*GIVEN PROBLEM*:
Convert the items below into a JSON list of strings with one string per line, skipping blank lines and leaving the pictures out.

Region annotation entries:
+---+

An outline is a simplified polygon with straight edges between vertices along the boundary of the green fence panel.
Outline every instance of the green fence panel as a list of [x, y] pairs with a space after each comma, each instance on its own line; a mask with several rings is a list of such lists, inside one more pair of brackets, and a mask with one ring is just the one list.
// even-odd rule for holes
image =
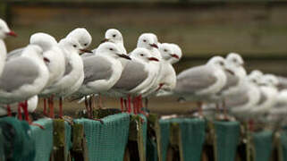
[[269, 161], [272, 152], [273, 132], [269, 131], [254, 132], [252, 140], [255, 149], [255, 161]]
[[235, 160], [240, 141], [239, 122], [215, 122], [217, 161]]
[[157, 161], [156, 143], [149, 137], [148, 137], [147, 149], [147, 160]]
[[129, 137], [130, 115], [118, 114], [102, 120], [104, 124], [85, 118], [75, 120], [84, 126], [89, 160], [122, 161]]
[[35, 144], [30, 136], [27, 122], [13, 117], [0, 119], [0, 128], [4, 137], [4, 153], [6, 159], [12, 161], [33, 160]]
[[283, 131], [280, 135], [280, 141], [282, 145], [283, 161], [287, 161], [287, 131]]
[[52, 119], [40, 119], [35, 123], [42, 125], [45, 130], [38, 126], [30, 126], [31, 137], [35, 141], [35, 161], [49, 161], [53, 149], [53, 121]]
[[200, 161], [206, 137], [206, 122], [198, 118], [175, 118], [171, 122], [179, 123], [181, 147], [184, 161]]
[[162, 160], [166, 160], [170, 135], [170, 121], [159, 120], [158, 123], [160, 131], [160, 155]]

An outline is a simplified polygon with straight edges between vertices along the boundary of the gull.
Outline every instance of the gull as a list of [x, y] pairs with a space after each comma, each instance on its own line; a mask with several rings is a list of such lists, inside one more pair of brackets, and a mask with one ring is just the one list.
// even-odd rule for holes
[[[120, 59], [131, 60], [128, 55], [121, 52], [114, 43], [106, 42], [97, 47], [95, 55], [84, 57], [85, 78], [81, 87], [74, 95], [77, 97], [100, 95], [109, 90], [122, 75], [122, 66]], [[87, 111], [91, 116], [92, 110]]]
[[278, 95], [278, 89], [276, 87], [279, 84], [279, 81], [274, 75], [263, 75], [260, 84], [260, 101], [251, 110], [251, 113], [255, 115], [259, 115], [268, 112], [275, 105], [276, 97]]
[[[8, 111], [10, 104], [25, 101], [45, 88], [49, 72], [44, 61], [49, 62], [43, 56], [41, 47], [29, 45], [21, 56], [5, 63], [0, 78], [0, 103], [8, 105]], [[27, 114], [27, 106], [23, 108]], [[28, 115], [25, 117], [28, 119]]]
[[7, 36], [16, 37], [17, 35], [8, 28], [7, 23], [4, 20], [0, 19], [0, 75], [2, 74], [6, 60], [7, 49], [4, 39]]
[[[158, 46], [156, 45], [156, 43], [158, 44], [157, 37], [155, 34], [151, 34], [151, 33], [143, 33], [139, 36], [138, 39], [137, 47], [147, 48], [151, 53], [151, 55], [159, 61], [159, 63], [157, 62], [151, 63], [151, 65], [154, 66], [155, 71], [156, 72], [156, 76], [154, 77], [151, 86], [149, 88], [144, 89], [143, 91], [141, 91], [141, 95], [139, 95], [139, 97], [137, 97], [136, 99], [141, 100], [142, 95], [147, 97], [150, 93], [153, 93], [155, 90], [156, 90], [156, 89], [158, 89], [158, 85], [161, 80], [161, 75], [159, 73], [162, 72], [163, 66], [161, 64], [162, 55], [158, 50]], [[148, 97], [146, 98], [146, 108], [147, 107], [148, 107]]]
[[[49, 71], [49, 80], [44, 90], [39, 94], [39, 97], [44, 97], [44, 114], [46, 115], [46, 97], [48, 98], [49, 106], [51, 106], [51, 97], [53, 97], [53, 89], [55, 83], [59, 80], [65, 70], [65, 60], [62, 49], [58, 47], [57, 41], [49, 34], [38, 32], [31, 35], [30, 44], [38, 45], [43, 49], [43, 55], [49, 59], [49, 63], [46, 64]], [[8, 60], [16, 58], [22, 54], [22, 48], [15, 49], [9, 53]], [[52, 90], [50, 90], [52, 89]]]
[[85, 28], [76, 28], [72, 30], [67, 36], [67, 38], [78, 40], [82, 49], [89, 47], [92, 42], [92, 37]]
[[213, 101], [212, 95], [219, 92], [226, 83], [224, 59], [213, 56], [206, 64], [191, 67], [177, 76], [173, 95], [184, 100], [198, 102], [199, 114], [202, 116], [202, 101]]
[[[129, 101], [128, 112], [131, 113], [131, 96], [138, 97], [142, 94], [142, 91], [150, 88], [157, 72], [153, 62], [157, 62], [158, 59], [154, 57], [151, 53], [143, 47], [137, 47], [131, 54], [132, 61], [129, 61], [123, 69], [120, 80], [112, 88], [122, 94], [122, 97], [127, 96]], [[135, 101], [134, 101], [135, 103]], [[121, 98], [122, 111], [122, 98]], [[135, 107], [135, 104], [134, 106]], [[134, 109], [136, 114], [138, 109]]]
[[173, 56], [171, 59], [168, 60], [168, 62], [171, 64], [174, 64], [178, 63], [181, 60], [181, 58], [182, 57], [182, 51], [181, 51], [181, 48], [177, 44], [171, 43], [170, 45], [173, 47], [173, 53], [177, 56], [175, 56], [175, 55]]
[[[65, 72], [63, 76], [49, 89], [53, 96], [59, 97], [59, 116], [63, 116], [63, 97], [77, 91], [84, 80], [84, 66], [79, 55], [86, 52], [78, 40], [71, 38], [62, 39], [58, 43], [65, 57]], [[52, 97], [53, 99], [53, 97]], [[50, 106], [50, 117], [54, 118], [54, 107]]]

+---+

*TASK RESPONSE*:
[
  "An outline is a simplified polygon with straight edges between vertices along the boundary of the green fence panel.",
  "Outline every instance of the green fence panel as a list of [x, y] pairs with a space after each comma, each instance on its own line; a mask with several rings is a list of such lists, inside one more pair of brackets, and a mask with one ring is just the one list.",
  "// even-odd rule for holes",
  "image =",
  "[[269, 161], [272, 152], [273, 132], [269, 131], [254, 132], [252, 140], [255, 149], [255, 161]]",
  "[[235, 160], [240, 141], [239, 122], [215, 122], [217, 161]]",
  "[[157, 161], [156, 143], [149, 137], [148, 137], [147, 149], [147, 160]]",
  "[[129, 137], [130, 115], [118, 114], [102, 120], [104, 124], [85, 118], [75, 120], [84, 126], [89, 160], [122, 161]]",
  "[[35, 144], [30, 136], [27, 122], [13, 117], [0, 119], [0, 128], [4, 137], [4, 153], [6, 159], [12, 161], [33, 160]]",
  "[[283, 131], [280, 135], [280, 141], [282, 145], [283, 161], [287, 161], [287, 131]]",
  "[[52, 119], [40, 119], [35, 123], [42, 125], [45, 130], [38, 126], [30, 126], [31, 137], [35, 141], [35, 161], [49, 161], [53, 149], [53, 121]]",
  "[[200, 161], [206, 137], [206, 122], [198, 118], [175, 118], [171, 122], [179, 123], [181, 147], [184, 161]]",
  "[[162, 160], [166, 160], [170, 135], [170, 121], [159, 120], [158, 123], [160, 131], [160, 155]]",
  "An outline is a simplified polygon with straight edges between vertices along the boundary of the gull.",
  "Outline every instance of the gull as a list of [x, y] pairs with a space after each comma, each instance on its own line; a mask with several rings is a list of such lists, inside one more pair of brackets, and a mask with one ring is just the one list.",
  "// even-odd rule for holes",
  "[[[120, 59], [131, 60], [128, 55], [121, 52], [114, 43], [106, 42], [97, 47], [95, 55], [84, 57], [85, 78], [81, 87], [74, 95], [77, 97], [100, 95], [109, 90], [122, 75], [122, 66]], [[87, 111], [91, 116], [92, 110]]]",
  "[[278, 95], [278, 89], [276, 87], [279, 84], [279, 81], [274, 75], [263, 75], [260, 84], [260, 101], [251, 110], [251, 113], [255, 115], [259, 115], [268, 112], [275, 105], [276, 97]]",
  "[[[8, 111], [10, 104], [25, 101], [45, 88], [49, 72], [44, 61], [49, 62], [43, 56], [41, 47], [29, 45], [21, 56], [5, 63], [0, 78], [0, 103], [8, 105]], [[27, 114], [27, 106], [23, 108]], [[28, 115], [25, 117], [28, 119]]]",
  "[[7, 36], [16, 37], [17, 35], [8, 28], [7, 23], [4, 20], [0, 19], [0, 75], [2, 74], [6, 60], [7, 49], [4, 39]]",
  "[[[158, 46], [156, 45], [156, 43], [158, 44], [157, 37], [155, 34], [151, 34], [151, 33], [143, 33], [139, 36], [138, 39], [137, 47], [147, 48], [151, 53], [151, 55], [159, 61], [159, 63], [157, 62], [151, 63], [151, 65], [154, 66], [155, 71], [156, 72], [156, 76], [154, 77], [151, 86], [149, 88], [144, 89], [143, 91], [141, 91], [141, 95], [139, 95], [139, 97], [137, 97], [136, 99], [141, 100], [142, 95], [147, 97], [150, 93], [153, 93], [155, 90], [156, 90], [156, 89], [158, 89], [158, 85], [161, 80], [161, 75], [159, 73], [162, 72], [163, 66], [161, 64], [162, 55], [158, 50]], [[148, 97], [146, 98], [146, 108], [147, 107], [148, 107]]]",
  "[[[49, 71], [49, 80], [44, 90], [39, 94], [39, 97], [44, 97], [44, 114], [46, 115], [46, 97], [48, 98], [49, 106], [51, 106], [51, 97], [53, 97], [53, 89], [55, 83], [59, 80], [65, 70], [65, 60], [62, 49], [58, 47], [57, 41], [49, 34], [38, 32], [31, 35], [30, 44], [38, 45], [43, 49], [43, 55], [49, 59], [49, 63], [46, 64]], [[8, 60], [16, 58], [22, 54], [22, 48], [15, 49], [9, 53]], [[52, 90], [50, 90], [52, 89]]]",
  "[[85, 28], [76, 28], [72, 30], [67, 36], [67, 38], [78, 40], [82, 49], [89, 47], [92, 42], [92, 37]]",
  "[[213, 101], [212, 95], [219, 92], [226, 83], [224, 59], [213, 56], [206, 64], [191, 67], [177, 76], [173, 95], [184, 100], [198, 102], [199, 114], [202, 116], [202, 101]]",
  "[[[129, 101], [128, 112], [131, 113], [131, 96], [138, 97], [142, 94], [142, 91], [150, 88], [157, 72], [153, 62], [157, 62], [158, 59], [154, 57], [151, 53], [143, 47], [137, 47], [131, 54], [132, 61], [129, 61], [123, 69], [120, 80], [112, 88], [122, 94], [122, 97], [127, 96]], [[135, 101], [134, 101], [135, 103]], [[121, 98], [122, 111], [122, 98]], [[135, 107], [135, 104], [134, 106]], [[134, 109], [136, 114], [138, 109]]]",
  "[[173, 56], [171, 59], [168, 60], [168, 62], [171, 64], [174, 64], [178, 63], [181, 60], [181, 58], [182, 57], [182, 51], [181, 51], [181, 48], [177, 44], [171, 43], [170, 45], [173, 47], [173, 53], [177, 56], [175, 56], [175, 55]]",
  "[[[65, 72], [63, 76], [49, 89], [53, 96], [59, 97], [59, 116], [63, 116], [63, 97], [77, 91], [84, 80], [84, 66], [79, 55], [86, 52], [78, 40], [71, 38], [62, 39], [58, 43], [65, 57]], [[52, 97], [53, 99], [53, 97]], [[50, 106], [50, 117], [54, 118], [54, 107]]]"
]